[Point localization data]
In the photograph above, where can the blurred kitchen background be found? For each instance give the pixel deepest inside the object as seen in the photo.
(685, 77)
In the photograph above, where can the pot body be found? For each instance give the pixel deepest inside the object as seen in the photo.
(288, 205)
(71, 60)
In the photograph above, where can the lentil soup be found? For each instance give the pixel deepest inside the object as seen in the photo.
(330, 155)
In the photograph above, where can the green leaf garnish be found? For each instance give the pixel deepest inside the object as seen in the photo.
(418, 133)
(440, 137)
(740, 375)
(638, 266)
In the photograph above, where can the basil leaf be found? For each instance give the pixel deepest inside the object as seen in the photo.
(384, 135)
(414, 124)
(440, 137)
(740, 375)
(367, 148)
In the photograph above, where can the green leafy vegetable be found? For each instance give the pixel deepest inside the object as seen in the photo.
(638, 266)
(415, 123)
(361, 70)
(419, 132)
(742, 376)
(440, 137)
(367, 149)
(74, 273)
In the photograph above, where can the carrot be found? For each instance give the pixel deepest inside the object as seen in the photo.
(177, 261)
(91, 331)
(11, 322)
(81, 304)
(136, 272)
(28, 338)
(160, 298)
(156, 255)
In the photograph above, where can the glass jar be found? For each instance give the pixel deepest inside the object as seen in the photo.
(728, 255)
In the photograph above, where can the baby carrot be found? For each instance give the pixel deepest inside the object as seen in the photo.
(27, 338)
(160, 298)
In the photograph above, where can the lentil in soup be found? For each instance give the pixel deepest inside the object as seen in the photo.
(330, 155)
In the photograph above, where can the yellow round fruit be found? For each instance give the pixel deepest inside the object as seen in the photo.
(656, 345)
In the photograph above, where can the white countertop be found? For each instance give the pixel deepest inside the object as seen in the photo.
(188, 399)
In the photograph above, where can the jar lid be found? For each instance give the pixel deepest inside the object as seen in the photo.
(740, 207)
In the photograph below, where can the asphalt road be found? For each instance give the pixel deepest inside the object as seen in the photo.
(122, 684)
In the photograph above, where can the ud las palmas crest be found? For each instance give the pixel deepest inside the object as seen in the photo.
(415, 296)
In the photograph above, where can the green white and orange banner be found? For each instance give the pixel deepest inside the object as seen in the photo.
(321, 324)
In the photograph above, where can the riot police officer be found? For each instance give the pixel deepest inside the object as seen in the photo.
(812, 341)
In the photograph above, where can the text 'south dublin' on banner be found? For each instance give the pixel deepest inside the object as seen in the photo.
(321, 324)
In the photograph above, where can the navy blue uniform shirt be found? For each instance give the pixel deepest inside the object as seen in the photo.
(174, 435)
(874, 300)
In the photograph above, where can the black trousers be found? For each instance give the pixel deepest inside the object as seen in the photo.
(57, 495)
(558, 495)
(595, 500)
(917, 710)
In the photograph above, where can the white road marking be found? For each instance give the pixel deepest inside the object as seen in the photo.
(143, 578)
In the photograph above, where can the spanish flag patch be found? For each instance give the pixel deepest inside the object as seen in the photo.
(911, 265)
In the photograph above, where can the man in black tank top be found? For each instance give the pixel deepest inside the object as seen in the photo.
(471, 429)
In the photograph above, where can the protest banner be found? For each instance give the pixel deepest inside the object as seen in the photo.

■ **TASK INSTRUCTIONS**:
Exact copies of all the records are to be printed.

■ **OUTPUT**:
In the photograph above, where can the blurred kitchen background be found? For each instance give the pixel deepest inside the object as seen in the photo.
(685, 77)
In the photograph above, where can the pot body be found? For each instance give the pixel deepest inside the object as seen in the photo.
(288, 205)
(71, 60)
In the photograph above, where can the lentil soup be found? For each instance give the pixel deepest inside the object as seen in the photo.
(330, 155)
In the photograph above, where can the green leaf garnish be found? For each instance give the pixel deepest inside the object as seen in the photo.
(418, 133)
(440, 137)
(740, 375)
(638, 266)
In the photograph above, where can the basil leaf be found? For each instance give the pixel deepest inside the object as seen in the photo.
(384, 135)
(414, 124)
(440, 137)
(740, 375)
(367, 148)
In the photograph above, where can the green leafy vegetable be found? For each instance give the pixel deepest inside the object as seen in the photo.
(638, 266)
(415, 123)
(361, 70)
(419, 132)
(742, 376)
(440, 137)
(367, 149)
(74, 273)
In the photograph above, where can the carrot be found? For each instance give the pixel deepest inside the object as seen in the photo.
(177, 261)
(91, 331)
(11, 322)
(81, 304)
(136, 272)
(28, 338)
(160, 298)
(156, 255)
In the photograph above, where can the glass jar be found? For each instance give the pixel deepest inside the object as seen in the photo.
(728, 255)
In the photograph above, where can the baby carrot be found? For each instance give the pixel deepest inside the object as seen in the photo.
(27, 338)
(160, 298)
In the photograph above, where can the lentil in soup be found? For each instance give the pixel deepest inside the object as seen in the photo.
(330, 155)
In the photograph above, where can the yellow round fruit be found? For each instance give the pixel deepest inside the object as seen in the photo.
(656, 345)
In the photograph above, where can the white countertop be found? For each instance give the pixel deepest inside the object as seen in the photo.
(188, 399)
In the photograph above, where can the jar lid be found? For each instance give the pixel deepest inside the object as seen in the photo.
(740, 207)
In the photograph below, where can the asphalt road be found? For each instance give the pixel deepest inside the object as seen in the photo.
(122, 684)
In the photograph above, where can the ud las palmas crest be found? For each instance give the pixel deepest inside the object as seen in the photo.
(415, 296)
In the photograph above, where can the green white and orange banner be found? For each instance give the pixel deepest inside the object as seen in the photo.
(321, 324)
In the photograph above, where can the riot police officer be found? For each instance give the pixel deepest inside the object as seen in the photo.
(812, 341)
In the photograph above, where can the text 'south dublin' on banner be found? For each instance give the pixel deepest inside the object as seen in the photo.
(321, 324)
In the photograph above, where can the navy blue uniform shirt be found? For each instance give the pixel deepest inside the object as seen in the photo.
(174, 435)
(874, 300)
In the photograph above, where can the black trousers be found? For each instance give the pixel deepest inside the object as seen in the photo.
(57, 495)
(558, 495)
(595, 500)
(917, 710)
In the photograph above, where can the white road marking be found? For each instance give the pixel deepest inside the object as seen in the photo.
(143, 578)
In the photograph above, where can the spanish flag patch be found? For each instance give the pixel deepest inside the object as seen in the photo.
(911, 265)
In the photograph above, where can the man in black tank top be found? For each instance give the pixel deepest inside the object as seen in the photo.
(471, 429)
In the photograph above, where can the protest banner be found? For each instance give the pixel deepest inside the object as seen in the photo.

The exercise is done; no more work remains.